What is expected — Tell me how many lines in the entries below contain the word "sneaker"; reply with the number and nothing else.

____ Extracted material

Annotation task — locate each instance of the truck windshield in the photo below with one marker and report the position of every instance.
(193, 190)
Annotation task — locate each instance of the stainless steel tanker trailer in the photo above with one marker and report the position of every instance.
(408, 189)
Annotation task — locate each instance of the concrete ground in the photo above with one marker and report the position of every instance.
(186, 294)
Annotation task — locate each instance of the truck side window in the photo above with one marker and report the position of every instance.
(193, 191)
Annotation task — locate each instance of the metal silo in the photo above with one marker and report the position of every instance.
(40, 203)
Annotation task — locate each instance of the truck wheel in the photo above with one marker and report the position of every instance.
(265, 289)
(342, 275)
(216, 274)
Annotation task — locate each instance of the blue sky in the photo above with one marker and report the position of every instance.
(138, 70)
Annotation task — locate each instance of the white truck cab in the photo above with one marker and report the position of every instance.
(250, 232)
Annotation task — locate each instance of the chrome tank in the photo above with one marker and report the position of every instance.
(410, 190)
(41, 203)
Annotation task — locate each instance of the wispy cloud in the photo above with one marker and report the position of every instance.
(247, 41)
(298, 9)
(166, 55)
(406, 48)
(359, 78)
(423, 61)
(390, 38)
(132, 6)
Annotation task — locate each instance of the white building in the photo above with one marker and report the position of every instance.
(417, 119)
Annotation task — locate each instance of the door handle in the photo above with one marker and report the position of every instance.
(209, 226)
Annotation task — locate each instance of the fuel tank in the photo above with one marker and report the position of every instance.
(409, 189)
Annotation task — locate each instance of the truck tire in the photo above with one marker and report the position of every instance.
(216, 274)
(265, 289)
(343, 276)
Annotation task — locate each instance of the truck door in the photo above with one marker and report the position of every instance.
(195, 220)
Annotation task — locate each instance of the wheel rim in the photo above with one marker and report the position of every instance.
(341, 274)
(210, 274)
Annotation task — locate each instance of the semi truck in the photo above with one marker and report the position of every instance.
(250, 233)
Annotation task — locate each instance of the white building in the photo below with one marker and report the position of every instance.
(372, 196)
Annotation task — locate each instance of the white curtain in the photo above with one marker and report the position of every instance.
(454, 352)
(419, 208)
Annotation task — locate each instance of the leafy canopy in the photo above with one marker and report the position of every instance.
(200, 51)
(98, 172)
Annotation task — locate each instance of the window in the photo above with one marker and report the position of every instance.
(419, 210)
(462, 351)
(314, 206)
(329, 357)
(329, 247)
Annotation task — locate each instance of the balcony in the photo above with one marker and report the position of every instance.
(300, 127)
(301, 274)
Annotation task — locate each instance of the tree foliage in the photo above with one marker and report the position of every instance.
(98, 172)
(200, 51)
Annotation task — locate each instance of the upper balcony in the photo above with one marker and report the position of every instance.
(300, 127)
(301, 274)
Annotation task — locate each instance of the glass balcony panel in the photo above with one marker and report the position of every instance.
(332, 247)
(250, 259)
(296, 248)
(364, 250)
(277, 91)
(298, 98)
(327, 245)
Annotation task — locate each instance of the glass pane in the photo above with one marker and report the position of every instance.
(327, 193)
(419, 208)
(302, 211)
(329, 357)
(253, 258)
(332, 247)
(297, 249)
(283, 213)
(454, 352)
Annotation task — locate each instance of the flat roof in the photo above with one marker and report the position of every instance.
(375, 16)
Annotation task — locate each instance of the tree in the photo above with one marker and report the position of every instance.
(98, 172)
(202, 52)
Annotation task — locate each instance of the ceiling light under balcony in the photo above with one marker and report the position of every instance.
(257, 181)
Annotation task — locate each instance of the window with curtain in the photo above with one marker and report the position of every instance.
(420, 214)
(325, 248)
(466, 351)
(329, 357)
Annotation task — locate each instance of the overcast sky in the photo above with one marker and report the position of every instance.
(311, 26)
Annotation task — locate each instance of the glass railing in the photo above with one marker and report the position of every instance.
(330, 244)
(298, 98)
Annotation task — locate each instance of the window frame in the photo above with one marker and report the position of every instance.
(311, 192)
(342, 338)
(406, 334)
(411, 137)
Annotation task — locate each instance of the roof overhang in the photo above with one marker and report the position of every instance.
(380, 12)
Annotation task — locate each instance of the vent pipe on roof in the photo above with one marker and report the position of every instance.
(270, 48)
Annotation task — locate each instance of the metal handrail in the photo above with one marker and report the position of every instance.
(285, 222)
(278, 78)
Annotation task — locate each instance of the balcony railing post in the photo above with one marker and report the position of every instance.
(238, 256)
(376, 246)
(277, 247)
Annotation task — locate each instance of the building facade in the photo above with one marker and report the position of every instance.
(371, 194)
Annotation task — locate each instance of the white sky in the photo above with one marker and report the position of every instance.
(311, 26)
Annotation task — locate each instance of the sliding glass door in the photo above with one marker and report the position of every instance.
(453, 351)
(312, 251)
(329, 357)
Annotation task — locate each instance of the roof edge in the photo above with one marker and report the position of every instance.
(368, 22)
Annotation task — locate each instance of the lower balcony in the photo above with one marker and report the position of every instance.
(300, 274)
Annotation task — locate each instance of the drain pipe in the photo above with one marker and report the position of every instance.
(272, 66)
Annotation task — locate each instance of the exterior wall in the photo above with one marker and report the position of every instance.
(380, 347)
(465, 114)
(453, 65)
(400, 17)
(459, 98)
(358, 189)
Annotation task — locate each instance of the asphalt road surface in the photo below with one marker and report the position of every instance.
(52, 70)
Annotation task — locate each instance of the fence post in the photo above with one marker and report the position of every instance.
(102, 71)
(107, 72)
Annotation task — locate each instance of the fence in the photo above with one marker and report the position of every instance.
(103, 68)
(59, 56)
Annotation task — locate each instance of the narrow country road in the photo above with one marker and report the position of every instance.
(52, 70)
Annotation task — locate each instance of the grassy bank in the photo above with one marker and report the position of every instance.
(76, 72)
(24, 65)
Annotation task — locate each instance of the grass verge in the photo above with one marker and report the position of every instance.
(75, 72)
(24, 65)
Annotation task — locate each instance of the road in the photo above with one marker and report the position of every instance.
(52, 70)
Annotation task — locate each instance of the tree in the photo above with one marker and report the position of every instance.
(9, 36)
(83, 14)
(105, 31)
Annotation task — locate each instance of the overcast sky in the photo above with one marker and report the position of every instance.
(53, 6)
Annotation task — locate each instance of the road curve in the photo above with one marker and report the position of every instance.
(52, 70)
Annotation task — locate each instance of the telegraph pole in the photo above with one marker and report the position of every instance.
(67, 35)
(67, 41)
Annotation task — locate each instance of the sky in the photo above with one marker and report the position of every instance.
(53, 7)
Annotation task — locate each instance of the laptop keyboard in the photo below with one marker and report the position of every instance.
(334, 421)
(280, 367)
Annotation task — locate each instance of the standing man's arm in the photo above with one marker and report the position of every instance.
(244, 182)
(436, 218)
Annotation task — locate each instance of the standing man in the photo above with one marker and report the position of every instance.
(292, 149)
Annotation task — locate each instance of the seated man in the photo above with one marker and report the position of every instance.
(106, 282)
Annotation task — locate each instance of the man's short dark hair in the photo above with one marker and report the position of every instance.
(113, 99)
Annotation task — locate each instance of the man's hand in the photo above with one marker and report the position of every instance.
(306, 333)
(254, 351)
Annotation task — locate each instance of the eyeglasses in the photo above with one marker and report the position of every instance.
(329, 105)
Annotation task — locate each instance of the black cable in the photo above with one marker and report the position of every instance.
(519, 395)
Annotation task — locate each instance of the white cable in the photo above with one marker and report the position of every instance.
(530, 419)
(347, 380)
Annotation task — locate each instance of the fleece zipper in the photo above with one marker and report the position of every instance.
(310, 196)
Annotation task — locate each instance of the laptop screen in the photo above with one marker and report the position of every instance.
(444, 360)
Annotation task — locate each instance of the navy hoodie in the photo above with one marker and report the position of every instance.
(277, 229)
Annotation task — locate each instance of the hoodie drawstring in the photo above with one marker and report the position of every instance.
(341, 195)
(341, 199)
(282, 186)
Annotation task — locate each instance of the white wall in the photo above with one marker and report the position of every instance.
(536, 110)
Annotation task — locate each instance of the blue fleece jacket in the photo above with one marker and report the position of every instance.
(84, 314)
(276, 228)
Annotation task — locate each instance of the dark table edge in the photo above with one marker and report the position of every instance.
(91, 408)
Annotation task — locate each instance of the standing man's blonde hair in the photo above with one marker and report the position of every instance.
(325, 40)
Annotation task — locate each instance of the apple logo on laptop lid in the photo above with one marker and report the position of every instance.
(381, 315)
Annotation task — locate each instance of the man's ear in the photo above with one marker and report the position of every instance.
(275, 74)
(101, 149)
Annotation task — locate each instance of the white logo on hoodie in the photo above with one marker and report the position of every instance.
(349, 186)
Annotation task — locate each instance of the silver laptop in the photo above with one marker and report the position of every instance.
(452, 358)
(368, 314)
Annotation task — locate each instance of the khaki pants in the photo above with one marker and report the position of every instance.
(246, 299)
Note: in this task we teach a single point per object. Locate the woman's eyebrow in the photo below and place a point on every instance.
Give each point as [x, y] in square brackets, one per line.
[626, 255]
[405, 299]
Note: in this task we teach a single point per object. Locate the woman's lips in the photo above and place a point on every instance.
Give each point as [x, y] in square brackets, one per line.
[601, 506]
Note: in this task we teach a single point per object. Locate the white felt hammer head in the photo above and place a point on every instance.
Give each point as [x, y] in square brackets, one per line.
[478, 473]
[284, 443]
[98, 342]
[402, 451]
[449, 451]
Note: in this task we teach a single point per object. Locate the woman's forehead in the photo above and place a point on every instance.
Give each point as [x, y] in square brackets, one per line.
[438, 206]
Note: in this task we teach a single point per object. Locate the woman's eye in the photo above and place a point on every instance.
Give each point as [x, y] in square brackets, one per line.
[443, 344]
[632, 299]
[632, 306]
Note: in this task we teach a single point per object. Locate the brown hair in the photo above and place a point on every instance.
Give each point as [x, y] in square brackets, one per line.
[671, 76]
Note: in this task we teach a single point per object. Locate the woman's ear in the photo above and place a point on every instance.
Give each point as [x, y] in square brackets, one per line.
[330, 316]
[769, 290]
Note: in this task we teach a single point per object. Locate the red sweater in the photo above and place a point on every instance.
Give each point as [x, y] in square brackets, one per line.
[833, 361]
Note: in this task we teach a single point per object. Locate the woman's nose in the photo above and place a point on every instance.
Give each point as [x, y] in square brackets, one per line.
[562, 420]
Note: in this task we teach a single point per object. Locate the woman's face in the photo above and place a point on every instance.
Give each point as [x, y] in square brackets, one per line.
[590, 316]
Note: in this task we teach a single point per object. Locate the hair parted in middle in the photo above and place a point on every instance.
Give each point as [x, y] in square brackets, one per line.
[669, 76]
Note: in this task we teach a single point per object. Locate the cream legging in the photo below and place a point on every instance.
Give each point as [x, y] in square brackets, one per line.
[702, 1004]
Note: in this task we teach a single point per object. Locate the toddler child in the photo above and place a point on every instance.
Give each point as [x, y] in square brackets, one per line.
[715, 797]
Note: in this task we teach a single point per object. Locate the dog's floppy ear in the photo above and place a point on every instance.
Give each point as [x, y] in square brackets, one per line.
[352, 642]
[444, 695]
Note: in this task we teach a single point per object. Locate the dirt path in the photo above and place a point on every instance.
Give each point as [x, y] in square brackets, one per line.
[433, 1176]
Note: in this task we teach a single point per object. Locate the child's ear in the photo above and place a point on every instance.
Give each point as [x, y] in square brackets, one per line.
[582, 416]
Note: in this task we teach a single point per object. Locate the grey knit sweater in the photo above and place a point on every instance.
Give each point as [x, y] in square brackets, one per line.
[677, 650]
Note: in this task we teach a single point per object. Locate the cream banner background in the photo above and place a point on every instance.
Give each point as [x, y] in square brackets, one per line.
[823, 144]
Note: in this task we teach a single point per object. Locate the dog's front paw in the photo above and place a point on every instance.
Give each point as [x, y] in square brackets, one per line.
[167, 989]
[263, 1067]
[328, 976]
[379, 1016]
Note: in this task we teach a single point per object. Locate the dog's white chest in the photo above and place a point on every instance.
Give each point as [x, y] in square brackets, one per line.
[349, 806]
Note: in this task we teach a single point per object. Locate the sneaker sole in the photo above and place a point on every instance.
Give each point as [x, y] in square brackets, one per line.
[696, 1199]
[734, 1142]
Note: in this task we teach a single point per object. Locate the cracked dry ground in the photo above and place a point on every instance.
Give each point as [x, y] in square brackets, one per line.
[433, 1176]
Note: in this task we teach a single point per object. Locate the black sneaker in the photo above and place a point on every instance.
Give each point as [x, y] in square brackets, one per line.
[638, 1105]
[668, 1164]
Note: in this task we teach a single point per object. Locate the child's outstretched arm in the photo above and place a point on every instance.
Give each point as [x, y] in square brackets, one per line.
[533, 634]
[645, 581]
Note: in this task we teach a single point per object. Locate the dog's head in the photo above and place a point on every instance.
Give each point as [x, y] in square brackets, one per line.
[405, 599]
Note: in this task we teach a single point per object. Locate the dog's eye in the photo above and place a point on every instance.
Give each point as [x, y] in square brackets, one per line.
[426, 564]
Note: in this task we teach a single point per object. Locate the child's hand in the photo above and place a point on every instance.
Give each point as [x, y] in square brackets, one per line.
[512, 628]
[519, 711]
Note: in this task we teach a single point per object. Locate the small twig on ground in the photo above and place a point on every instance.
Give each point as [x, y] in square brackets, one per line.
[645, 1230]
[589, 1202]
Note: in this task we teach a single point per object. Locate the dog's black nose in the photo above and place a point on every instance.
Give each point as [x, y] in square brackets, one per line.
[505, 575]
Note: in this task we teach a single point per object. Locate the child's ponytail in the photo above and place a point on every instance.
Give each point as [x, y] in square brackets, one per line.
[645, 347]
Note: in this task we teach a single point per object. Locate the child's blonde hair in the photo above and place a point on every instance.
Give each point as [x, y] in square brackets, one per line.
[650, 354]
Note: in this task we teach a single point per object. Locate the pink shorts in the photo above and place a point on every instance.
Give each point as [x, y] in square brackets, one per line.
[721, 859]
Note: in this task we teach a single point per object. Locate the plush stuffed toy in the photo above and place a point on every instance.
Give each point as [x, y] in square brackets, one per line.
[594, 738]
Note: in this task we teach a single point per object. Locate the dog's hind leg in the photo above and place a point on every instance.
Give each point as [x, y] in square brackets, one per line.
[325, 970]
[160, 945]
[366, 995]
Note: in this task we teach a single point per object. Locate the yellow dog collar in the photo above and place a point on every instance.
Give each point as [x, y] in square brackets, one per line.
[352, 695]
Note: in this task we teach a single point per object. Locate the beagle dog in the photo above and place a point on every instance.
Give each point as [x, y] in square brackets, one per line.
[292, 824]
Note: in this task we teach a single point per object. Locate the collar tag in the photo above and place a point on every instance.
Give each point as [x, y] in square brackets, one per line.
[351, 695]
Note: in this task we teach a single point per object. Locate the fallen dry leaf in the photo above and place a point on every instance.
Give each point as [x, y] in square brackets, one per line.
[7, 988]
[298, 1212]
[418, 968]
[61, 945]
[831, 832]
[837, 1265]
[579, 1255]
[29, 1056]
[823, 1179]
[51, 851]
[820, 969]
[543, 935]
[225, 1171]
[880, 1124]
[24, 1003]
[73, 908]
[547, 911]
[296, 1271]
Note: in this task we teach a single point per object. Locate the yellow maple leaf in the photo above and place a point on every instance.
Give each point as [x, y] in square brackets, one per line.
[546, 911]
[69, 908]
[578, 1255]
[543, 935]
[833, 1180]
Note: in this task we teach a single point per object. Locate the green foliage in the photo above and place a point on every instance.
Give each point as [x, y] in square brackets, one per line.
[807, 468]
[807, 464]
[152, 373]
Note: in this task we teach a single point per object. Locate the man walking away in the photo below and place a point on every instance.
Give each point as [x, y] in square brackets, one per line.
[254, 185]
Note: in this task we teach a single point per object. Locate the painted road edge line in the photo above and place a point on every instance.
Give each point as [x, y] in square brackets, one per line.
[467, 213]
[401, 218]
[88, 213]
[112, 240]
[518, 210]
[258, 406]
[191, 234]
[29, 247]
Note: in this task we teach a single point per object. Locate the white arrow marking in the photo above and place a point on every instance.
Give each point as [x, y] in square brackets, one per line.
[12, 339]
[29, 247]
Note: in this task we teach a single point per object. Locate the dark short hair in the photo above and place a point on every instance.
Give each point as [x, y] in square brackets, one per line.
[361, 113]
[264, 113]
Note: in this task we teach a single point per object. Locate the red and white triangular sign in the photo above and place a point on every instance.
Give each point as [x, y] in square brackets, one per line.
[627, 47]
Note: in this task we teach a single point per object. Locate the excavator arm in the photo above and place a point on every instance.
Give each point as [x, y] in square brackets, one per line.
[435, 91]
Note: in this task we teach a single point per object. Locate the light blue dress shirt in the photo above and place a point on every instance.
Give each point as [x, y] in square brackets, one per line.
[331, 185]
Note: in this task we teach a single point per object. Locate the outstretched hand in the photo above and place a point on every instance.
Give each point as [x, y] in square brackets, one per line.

________

Solution — 2